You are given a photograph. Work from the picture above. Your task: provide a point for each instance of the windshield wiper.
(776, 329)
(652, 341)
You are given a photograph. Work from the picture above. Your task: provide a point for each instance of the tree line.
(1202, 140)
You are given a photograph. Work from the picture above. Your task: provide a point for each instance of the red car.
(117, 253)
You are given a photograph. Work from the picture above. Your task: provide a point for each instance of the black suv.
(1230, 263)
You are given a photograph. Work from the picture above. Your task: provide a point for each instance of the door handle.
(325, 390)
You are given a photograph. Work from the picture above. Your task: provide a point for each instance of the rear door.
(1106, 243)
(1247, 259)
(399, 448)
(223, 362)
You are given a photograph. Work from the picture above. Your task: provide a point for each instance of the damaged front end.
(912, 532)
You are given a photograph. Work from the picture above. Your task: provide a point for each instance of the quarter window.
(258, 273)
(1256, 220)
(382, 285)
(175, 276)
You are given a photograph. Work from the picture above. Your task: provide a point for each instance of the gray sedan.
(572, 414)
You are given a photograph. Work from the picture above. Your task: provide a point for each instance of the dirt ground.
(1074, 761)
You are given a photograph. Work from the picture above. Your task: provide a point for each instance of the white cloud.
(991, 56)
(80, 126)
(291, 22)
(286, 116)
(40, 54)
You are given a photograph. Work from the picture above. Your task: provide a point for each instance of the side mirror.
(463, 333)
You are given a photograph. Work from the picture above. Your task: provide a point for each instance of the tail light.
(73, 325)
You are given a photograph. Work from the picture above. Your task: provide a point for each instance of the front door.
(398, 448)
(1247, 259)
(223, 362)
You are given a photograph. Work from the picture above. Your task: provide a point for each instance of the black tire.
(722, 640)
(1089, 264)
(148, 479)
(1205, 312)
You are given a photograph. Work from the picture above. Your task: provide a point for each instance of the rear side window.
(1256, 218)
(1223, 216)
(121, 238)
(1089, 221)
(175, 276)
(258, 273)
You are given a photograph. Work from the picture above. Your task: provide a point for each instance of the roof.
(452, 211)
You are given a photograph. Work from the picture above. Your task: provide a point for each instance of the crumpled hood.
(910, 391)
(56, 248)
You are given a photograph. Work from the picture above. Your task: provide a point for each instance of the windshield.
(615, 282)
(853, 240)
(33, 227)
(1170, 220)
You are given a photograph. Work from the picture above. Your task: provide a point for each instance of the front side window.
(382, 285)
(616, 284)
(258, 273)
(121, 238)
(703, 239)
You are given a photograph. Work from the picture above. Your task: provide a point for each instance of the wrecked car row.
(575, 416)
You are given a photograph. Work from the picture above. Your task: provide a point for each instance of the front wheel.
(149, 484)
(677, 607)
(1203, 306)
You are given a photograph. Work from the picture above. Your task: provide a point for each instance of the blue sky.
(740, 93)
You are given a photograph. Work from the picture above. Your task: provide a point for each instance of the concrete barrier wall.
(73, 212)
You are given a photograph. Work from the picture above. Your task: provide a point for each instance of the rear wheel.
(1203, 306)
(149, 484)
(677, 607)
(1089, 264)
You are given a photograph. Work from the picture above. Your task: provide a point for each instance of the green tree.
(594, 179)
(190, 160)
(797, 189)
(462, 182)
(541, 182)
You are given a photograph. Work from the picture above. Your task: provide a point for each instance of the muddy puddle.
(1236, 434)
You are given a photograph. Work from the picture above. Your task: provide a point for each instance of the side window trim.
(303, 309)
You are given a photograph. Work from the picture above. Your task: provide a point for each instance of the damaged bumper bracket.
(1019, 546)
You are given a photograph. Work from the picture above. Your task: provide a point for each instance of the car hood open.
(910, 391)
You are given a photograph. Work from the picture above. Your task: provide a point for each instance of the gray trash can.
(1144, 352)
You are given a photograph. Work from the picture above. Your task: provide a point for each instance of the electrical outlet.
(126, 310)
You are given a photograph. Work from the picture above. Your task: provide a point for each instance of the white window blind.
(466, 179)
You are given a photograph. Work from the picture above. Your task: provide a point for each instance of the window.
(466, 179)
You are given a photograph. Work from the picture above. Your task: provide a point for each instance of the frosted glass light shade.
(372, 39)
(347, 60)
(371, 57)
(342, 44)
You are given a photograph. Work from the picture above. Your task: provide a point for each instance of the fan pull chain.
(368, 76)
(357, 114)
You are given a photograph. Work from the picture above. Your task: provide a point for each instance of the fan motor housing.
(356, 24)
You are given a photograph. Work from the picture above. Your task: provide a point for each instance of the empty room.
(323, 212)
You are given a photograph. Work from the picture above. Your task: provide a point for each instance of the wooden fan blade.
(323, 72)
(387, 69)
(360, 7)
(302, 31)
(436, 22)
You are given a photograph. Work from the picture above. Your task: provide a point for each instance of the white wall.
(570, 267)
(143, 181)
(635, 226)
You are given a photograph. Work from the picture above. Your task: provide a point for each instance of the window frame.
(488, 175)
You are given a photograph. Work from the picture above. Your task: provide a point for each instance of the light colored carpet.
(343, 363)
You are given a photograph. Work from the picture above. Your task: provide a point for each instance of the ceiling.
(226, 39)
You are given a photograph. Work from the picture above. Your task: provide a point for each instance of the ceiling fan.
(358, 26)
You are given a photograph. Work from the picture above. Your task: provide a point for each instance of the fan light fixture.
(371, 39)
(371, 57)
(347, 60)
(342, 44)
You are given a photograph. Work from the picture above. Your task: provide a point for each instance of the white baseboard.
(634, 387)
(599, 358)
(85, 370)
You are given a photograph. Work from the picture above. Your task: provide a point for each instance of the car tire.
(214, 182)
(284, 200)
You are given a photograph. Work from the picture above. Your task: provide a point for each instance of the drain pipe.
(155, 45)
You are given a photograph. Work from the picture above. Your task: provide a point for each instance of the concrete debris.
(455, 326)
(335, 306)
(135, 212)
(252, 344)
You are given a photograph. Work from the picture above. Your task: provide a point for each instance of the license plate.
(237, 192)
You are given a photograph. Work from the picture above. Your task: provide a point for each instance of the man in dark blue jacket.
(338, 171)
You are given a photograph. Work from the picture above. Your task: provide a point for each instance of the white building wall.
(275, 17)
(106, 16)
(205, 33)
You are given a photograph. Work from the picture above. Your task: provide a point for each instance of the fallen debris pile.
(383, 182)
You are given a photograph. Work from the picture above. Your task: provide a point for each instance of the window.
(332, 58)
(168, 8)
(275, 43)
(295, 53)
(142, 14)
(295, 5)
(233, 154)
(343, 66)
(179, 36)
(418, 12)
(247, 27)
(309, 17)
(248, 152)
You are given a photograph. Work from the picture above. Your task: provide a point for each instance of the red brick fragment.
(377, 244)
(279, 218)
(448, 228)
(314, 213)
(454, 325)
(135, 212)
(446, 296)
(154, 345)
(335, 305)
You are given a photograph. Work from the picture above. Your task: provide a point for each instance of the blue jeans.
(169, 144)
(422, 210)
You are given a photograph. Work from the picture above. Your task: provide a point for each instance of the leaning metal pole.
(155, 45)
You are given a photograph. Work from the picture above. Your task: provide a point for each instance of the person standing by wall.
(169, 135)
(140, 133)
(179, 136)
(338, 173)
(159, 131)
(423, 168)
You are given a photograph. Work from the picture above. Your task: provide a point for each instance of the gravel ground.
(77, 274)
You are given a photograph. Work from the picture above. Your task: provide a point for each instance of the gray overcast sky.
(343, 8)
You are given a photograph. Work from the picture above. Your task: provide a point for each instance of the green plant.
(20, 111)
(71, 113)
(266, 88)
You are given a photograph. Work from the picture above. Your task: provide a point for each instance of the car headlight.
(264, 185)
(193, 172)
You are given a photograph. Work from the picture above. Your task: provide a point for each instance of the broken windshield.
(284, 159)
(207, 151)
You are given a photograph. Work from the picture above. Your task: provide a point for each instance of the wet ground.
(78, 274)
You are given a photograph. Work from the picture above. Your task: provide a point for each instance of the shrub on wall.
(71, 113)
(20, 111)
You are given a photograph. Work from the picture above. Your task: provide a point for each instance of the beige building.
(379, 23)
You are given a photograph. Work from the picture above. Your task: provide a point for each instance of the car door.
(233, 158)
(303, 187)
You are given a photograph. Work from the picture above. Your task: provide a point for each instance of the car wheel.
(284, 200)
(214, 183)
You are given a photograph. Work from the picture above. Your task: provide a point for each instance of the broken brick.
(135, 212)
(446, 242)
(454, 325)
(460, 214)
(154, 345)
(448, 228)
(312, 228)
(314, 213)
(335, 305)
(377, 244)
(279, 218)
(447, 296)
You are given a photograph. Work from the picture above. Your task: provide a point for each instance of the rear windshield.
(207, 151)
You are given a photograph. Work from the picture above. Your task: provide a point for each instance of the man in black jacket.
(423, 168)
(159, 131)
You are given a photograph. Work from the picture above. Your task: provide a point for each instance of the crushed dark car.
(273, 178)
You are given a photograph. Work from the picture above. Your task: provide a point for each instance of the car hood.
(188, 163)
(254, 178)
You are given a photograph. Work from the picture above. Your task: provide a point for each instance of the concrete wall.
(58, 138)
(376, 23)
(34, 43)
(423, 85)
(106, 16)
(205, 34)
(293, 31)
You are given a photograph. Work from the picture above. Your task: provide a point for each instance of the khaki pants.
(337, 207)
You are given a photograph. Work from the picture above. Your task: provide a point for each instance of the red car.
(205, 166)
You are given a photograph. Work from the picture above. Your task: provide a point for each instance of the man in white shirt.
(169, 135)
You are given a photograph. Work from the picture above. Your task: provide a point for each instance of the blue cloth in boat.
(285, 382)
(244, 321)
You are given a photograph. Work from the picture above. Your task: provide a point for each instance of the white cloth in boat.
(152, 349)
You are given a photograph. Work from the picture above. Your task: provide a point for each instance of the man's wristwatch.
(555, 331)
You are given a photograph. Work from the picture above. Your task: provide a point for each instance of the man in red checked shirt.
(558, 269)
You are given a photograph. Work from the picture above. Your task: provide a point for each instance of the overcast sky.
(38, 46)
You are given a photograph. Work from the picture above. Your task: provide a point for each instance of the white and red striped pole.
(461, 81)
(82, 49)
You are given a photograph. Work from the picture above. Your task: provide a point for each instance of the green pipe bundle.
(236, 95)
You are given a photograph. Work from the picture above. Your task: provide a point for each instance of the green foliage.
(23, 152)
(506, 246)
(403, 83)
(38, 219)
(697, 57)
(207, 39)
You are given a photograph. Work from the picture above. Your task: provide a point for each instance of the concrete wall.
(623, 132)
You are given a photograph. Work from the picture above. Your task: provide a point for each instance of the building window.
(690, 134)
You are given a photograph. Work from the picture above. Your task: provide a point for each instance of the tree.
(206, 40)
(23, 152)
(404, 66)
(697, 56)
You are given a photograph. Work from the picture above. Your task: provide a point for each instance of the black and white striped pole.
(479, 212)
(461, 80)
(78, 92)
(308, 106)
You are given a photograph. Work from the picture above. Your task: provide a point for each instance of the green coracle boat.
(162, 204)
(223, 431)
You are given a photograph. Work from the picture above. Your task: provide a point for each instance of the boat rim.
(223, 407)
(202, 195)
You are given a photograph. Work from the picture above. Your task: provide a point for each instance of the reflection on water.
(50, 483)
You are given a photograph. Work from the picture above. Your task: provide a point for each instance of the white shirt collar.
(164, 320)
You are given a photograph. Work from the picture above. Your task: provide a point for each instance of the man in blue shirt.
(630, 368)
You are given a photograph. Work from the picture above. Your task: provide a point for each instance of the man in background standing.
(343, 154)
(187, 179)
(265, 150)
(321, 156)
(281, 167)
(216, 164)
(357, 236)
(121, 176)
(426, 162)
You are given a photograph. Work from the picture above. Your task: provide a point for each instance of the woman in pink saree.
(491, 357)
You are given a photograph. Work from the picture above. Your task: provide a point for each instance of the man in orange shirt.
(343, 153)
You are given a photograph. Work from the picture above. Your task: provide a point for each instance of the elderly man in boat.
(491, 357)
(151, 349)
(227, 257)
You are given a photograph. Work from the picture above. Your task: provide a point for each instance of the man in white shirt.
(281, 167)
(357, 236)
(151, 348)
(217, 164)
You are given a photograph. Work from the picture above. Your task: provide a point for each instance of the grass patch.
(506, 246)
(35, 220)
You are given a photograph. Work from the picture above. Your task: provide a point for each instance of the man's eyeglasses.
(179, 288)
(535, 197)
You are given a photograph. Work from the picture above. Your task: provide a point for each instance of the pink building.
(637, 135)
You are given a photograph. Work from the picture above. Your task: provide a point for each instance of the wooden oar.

────────────────────

Give back exactly the lines from the one containing "white shirt collar." to the end of the material, both ends included.

Written response:
You are given a photograph. Work from the picture above. Your task: provide a point for each instance of the white shirt collar.
(164, 320)
You are given a photograph. Work from the picture above. Your task: provide a point for each instance of the man in blue shirt.
(630, 368)
You are given a photograph. Work from the picture above. Your task: provide a point for each instance of the man in background standing.
(343, 154)
(187, 179)
(265, 150)
(321, 156)
(281, 167)
(216, 164)
(357, 236)
(121, 176)
(426, 162)
You are given a photograph. Work from the picture above. Your task: provide a point for each instance of the woman in pink saree.
(491, 357)
You are given a photograph. Work from the picture above. Your task: provide a point for each instance of the man in orange shirt.
(343, 153)
You are given a photograph. Work from the picture above. Your task: provide a point for each instance of the elderly man in boat.
(491, 357)
(151, 349)
(227, 257)
You are given a photograph. Work from the picture above. Your task: provide a point for each instance of the man in white shirt.
(281, 167)
(357, 236)
(151, 348)
(217, 164)
You are given a photograph. Work from the picture above. Your task: provide a point for each instance of the grass patch.
(506, 246)
(35, 220)
You are given a photograph. Work from the picture above. Your task: provide a point for each instance of the man's eyeglasses.
(179, 288)
(535, 197)
You are given a photograph. Work from the picture above. Your task: provide a point for each instance of the pink building.
(637, 135)
You are given a photograph. Work from the picture above. Your task: provide a point for each instance of the wooden oar.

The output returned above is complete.